TO DO
Work out how many lines in the data hold the string "bird". Reply with only that number.

DATA FOR THIS EXERCISE
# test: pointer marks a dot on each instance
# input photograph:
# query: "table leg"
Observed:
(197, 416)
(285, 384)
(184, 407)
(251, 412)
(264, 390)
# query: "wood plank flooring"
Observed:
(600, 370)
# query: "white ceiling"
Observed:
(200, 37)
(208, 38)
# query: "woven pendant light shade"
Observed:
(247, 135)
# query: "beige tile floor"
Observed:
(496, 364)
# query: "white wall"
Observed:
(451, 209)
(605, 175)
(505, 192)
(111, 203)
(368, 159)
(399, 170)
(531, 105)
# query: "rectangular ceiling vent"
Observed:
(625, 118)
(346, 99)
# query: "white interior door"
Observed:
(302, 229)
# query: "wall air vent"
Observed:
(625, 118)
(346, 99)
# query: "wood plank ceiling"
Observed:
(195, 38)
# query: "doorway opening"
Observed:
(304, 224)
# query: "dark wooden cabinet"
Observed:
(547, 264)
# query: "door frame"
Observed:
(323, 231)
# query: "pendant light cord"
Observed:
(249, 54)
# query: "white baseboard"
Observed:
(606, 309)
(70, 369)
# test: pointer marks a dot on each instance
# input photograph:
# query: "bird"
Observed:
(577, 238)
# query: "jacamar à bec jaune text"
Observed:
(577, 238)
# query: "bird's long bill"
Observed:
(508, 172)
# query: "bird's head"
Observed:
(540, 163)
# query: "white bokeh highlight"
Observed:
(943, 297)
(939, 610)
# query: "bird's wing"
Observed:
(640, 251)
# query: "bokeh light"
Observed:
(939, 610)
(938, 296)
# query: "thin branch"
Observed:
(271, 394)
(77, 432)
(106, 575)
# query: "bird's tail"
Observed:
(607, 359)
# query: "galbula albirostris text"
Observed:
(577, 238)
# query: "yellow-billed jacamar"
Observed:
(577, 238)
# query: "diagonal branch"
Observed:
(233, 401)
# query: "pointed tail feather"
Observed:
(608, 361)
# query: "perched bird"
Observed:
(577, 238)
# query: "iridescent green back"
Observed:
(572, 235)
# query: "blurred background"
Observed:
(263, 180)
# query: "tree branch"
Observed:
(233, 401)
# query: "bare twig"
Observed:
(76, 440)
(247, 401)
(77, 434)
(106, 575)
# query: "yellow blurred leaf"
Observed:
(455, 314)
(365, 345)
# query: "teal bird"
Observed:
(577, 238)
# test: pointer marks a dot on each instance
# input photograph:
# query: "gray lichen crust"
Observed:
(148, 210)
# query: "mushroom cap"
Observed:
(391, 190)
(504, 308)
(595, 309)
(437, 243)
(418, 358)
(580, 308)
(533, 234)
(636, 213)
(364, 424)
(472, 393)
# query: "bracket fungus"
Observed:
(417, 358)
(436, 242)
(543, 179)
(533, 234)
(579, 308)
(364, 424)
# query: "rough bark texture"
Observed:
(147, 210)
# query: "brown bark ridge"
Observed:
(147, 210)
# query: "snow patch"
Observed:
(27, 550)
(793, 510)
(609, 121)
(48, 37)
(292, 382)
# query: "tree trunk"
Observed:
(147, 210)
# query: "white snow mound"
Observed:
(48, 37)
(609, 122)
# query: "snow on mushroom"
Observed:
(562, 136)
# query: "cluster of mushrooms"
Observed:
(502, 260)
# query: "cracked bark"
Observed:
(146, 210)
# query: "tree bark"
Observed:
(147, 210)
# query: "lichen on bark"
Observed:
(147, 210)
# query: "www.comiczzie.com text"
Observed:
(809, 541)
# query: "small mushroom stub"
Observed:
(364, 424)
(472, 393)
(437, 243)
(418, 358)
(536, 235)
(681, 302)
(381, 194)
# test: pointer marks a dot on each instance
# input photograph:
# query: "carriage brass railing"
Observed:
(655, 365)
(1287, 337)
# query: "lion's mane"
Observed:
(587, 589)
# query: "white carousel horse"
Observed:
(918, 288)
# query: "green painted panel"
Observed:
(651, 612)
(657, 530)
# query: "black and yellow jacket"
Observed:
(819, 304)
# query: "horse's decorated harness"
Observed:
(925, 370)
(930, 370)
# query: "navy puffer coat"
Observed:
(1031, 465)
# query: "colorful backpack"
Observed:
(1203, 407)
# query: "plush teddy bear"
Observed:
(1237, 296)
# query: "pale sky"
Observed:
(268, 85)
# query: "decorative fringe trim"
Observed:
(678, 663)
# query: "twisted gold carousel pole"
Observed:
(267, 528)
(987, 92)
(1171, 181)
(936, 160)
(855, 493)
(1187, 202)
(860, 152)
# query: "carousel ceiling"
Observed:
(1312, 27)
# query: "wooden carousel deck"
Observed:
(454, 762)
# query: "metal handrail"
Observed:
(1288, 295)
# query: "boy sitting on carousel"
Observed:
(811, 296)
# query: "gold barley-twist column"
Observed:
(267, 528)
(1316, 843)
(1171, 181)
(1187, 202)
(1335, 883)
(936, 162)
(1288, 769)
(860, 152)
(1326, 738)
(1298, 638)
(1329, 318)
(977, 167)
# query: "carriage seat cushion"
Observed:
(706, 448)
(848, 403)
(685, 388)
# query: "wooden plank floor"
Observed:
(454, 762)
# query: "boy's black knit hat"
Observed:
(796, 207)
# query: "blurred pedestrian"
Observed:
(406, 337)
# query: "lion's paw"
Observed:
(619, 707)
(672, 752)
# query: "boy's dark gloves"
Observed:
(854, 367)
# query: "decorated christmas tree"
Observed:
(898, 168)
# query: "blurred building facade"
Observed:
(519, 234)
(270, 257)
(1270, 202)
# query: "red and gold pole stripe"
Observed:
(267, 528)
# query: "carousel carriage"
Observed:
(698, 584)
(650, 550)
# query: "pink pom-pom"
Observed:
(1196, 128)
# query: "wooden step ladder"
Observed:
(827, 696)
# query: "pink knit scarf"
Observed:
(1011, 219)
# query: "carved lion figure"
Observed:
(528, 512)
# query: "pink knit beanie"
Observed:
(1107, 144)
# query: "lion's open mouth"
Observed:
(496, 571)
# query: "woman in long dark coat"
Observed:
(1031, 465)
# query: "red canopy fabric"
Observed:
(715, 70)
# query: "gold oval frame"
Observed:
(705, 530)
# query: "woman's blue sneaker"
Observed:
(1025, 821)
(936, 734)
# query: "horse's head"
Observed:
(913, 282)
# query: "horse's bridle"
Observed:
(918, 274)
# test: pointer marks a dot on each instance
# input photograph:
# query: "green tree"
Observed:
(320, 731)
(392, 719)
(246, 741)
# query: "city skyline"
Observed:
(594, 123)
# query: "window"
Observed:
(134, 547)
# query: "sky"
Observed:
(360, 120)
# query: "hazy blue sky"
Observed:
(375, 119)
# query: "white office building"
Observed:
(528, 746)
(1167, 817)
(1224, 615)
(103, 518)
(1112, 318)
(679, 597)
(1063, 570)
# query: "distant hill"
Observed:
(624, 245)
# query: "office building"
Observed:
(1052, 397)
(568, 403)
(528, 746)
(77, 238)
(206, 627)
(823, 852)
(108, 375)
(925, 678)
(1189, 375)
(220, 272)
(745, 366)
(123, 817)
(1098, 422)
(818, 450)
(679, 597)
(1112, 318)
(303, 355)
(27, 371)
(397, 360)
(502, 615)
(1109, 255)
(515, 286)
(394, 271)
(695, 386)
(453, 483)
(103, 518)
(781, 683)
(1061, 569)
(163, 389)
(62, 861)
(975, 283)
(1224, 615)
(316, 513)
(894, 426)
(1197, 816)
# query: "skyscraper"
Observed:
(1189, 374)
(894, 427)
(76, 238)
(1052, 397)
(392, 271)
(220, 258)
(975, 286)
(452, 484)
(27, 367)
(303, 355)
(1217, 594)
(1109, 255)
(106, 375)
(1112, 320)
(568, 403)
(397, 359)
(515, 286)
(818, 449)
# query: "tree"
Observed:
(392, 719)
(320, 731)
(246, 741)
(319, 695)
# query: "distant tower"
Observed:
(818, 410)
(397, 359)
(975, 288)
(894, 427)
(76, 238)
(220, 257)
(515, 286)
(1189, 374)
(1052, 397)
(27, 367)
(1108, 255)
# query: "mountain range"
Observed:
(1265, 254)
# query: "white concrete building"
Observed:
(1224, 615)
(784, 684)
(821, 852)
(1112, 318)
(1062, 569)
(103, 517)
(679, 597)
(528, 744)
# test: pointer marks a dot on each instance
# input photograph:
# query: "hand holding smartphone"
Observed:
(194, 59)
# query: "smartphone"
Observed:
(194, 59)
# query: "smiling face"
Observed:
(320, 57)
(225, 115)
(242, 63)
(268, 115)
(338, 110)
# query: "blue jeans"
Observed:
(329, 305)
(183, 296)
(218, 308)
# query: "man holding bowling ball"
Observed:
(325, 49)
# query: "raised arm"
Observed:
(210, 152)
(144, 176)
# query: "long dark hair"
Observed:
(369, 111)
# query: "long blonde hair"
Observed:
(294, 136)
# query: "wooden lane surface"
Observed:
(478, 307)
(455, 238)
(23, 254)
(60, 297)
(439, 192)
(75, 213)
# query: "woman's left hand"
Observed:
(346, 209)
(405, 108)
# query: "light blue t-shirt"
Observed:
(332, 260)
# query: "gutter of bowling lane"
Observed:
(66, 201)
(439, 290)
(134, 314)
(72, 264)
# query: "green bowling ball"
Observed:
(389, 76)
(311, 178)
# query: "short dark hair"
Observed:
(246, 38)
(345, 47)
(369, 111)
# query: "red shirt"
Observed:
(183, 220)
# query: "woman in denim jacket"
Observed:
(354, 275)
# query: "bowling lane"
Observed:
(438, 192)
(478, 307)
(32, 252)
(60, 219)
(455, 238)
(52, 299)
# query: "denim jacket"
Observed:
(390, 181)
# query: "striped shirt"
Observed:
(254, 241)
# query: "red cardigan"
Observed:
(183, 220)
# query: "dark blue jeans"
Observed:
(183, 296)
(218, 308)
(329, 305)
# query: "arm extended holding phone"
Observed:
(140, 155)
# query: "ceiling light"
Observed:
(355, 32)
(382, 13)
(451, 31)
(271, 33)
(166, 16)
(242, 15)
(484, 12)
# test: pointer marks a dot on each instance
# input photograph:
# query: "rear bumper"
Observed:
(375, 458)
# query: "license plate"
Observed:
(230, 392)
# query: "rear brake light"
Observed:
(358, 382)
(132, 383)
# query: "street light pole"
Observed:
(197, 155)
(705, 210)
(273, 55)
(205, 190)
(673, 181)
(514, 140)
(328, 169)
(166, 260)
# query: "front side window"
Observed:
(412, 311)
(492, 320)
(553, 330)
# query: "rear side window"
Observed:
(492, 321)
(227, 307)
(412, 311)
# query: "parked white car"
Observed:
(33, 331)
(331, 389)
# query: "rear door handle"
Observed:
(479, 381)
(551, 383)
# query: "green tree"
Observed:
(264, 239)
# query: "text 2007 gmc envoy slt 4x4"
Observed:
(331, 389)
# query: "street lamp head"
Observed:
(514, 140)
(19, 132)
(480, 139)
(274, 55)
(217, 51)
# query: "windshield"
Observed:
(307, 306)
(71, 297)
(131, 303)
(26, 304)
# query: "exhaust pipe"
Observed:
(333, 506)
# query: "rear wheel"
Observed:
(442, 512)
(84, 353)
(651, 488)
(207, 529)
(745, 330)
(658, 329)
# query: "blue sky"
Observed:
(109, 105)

OUTPUT
7